Equally lame is the argument mounted by an Obama spokeswoman, Linda Douglass, who talks of how Warren has fought for “people who have H.I.V./AIDS.” Shouldn’t that be the default position of any religious leader? Fighting AIDS is not a get-out-of-homophobia-free card. That Bush finally joined Bono in doing the right thing about AIDS in Africa does not mitigate the gay-baiting of his 2004 campaign, let alone his silence and utter inaction when the epidemic was killing Texans by the thousands, many of them gay men, during his term as governor.

Unlike Bush, Obama has been the vocal advocate of gay civil rights he claims to be. It is over the top to assert, as a gay writer at Time did, that the president-elect is “a very tolerant, very rational-sounding sort of bigot.” Much more to the point is the astute criticism leveled by the gay Democratic congressman Barney Frank, who, in dissenting from the Warren choice, said of Obama, “I think he overestimates his ability to get people to put aside fundamental differences.” That’s a polite way of describing the Obama cockiness. It will take more than the force of the new president’s personality and eloquence to turn our nation into the United States of America he and we all want it to be.

Obama may not only overestimate his ability to bridge some of our fundamental differences but also underestimate how persistent some of those differences are. The exhilaration of his decisive election victory and the deserved applause that has greeted his mostly glitch-free transition can’t entirely mask the tensions underneath. Before there is profound social change, there is always high anxiety.

The success of Proposition 8 in California was a serious shock to gay Americans and to all the rest of us who believe that all marriages should be equal under the law. The roles played by African-Americans (who voted 70 percent in favor of Proposition 8) and by white Mormons (who were accused of bankrolling the anti-same-sex-marriage campaign) only added to the morning-after recriminations. And that was in blue California. In Arkansas, voters went so far as to approve a measure forbidding gay couples to adopt.

There is comparable anger and fear on the right. David Brody, a political correspondent with the Christian Broadcasting Network, was flooded with e-mails from religious conservatives chastising Warren for accepting the invitation to the inaugural. They vilified Obama as “pro-death” and worse because of his support for abortion rights.

Stoking this rage, no doubt, is the dawning realization that the old religious right is crumbling — in part because Warren’s new generation of leaders departs from the Falwell-Robertson brand of zealots who have had a stranglehold on the G.O.P. It’s a sign of the old establishment’s panic that the Rev. Richard Cizik, known for his leadership in addressing global warming, was pushed out of his executive post at the National Association of Evangelicals this month. Cizik’s sin was to tell Terry Gross of NPR that he was starting to shift in favor of civil unions for gay couples.

| MATERIAL PROVIDED |
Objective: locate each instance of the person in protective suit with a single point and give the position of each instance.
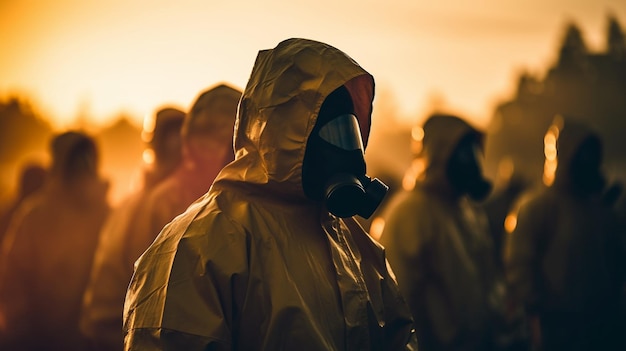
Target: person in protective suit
(103, 301)
(49, 252)
(271, 257)
(207, 146)
(437, 239)
(565, 257)
(32, 178)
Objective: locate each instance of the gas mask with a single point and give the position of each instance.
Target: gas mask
(334, 167)
(465, 169)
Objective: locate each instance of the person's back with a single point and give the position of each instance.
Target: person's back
(437, 241)
(256, 264)
(101, 315)
(565, 259)
(50, 251)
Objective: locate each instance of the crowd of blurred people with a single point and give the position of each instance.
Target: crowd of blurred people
(250, 199)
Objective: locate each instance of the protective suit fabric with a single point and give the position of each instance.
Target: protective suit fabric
(254, 264)
(439, 247)
(565, 259)
(46, 261)
(103, 301)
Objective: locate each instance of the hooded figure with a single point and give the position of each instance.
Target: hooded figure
(257, 264)
(565, 258)
(103, 302)
(49, 248)
(437, 241)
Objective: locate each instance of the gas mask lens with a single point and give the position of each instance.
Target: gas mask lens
(343, 132)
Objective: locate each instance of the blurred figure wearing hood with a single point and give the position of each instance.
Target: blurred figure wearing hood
(565, 257)
(32, 178)
(207, 146)
(437, 240)
(49, 250)
(271, 257)
(103, 302)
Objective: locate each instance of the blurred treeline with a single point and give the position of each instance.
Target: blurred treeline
(580, 83)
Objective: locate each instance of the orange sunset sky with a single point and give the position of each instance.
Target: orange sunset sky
(103, 58)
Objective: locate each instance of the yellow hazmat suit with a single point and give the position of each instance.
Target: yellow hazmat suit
(254, 264)
(48, 252)
(438, 245)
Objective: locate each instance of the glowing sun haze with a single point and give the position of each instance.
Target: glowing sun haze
(103, 58)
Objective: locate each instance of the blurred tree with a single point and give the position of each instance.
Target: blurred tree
(589, 85)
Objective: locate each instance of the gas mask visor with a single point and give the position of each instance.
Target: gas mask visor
(343, 132)
(350, 193)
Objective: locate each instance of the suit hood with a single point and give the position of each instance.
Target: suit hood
(279, 108)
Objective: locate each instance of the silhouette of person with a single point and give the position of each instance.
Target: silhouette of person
(271, 257)
(437, 240)
(207, 145)
(49, 250)
(32, 179)
(103, 303)
(565, 259)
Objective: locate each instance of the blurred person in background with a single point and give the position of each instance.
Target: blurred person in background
(207, 146)
(271, 258)
(437, 239)
(565, 258)
(103, 303)
(32, 178)
(49, 250)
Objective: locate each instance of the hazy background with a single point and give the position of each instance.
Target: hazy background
(104, 65)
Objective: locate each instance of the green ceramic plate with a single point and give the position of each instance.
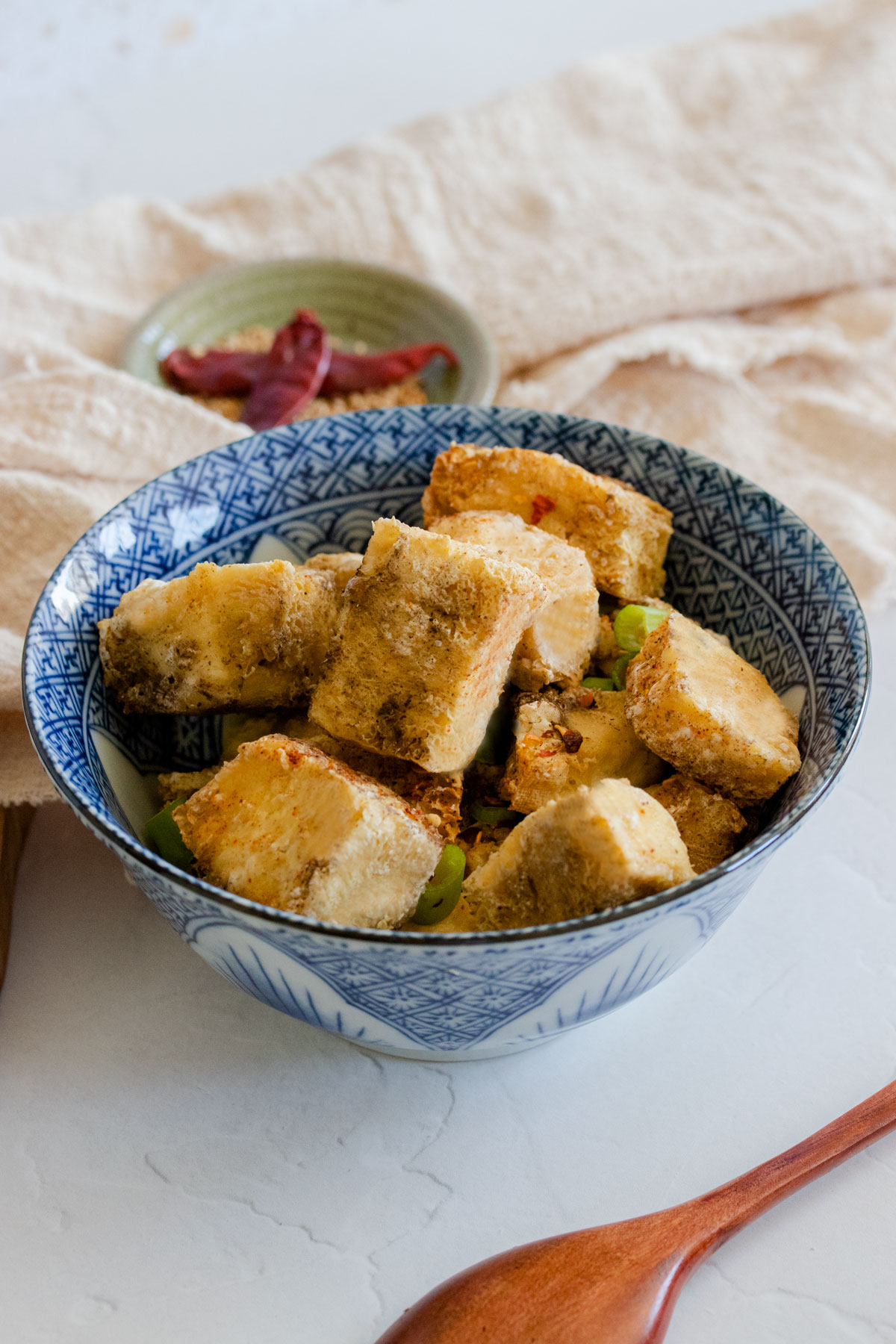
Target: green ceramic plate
(355, 302)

| WORK INSTRUCTIONS |
A) In the excerpt about Warren and the inaugural, shorten the paragraph that begins "The success of Proposition 8 in California" while keeping its main facts.
B) According to the excerpt about Warren and the inaugural, what did Richard Cizik tell Terry Gross of NPR?

| TASK RESPONSES |
A) California's passage of Proposition 8 shocked gay Americans and everyone who believes all marriages should be equal under the law. The roles of African-Americans, who voted 70 percent in favor, and white Mormons, who were accused of funding the campaign against same-sex marriage, added to the recriminations. Arkansas voters went further and approved a measure barring gay couples from adopting.

B) He told her that he was starting to shift in favor of civil unions for gay couples.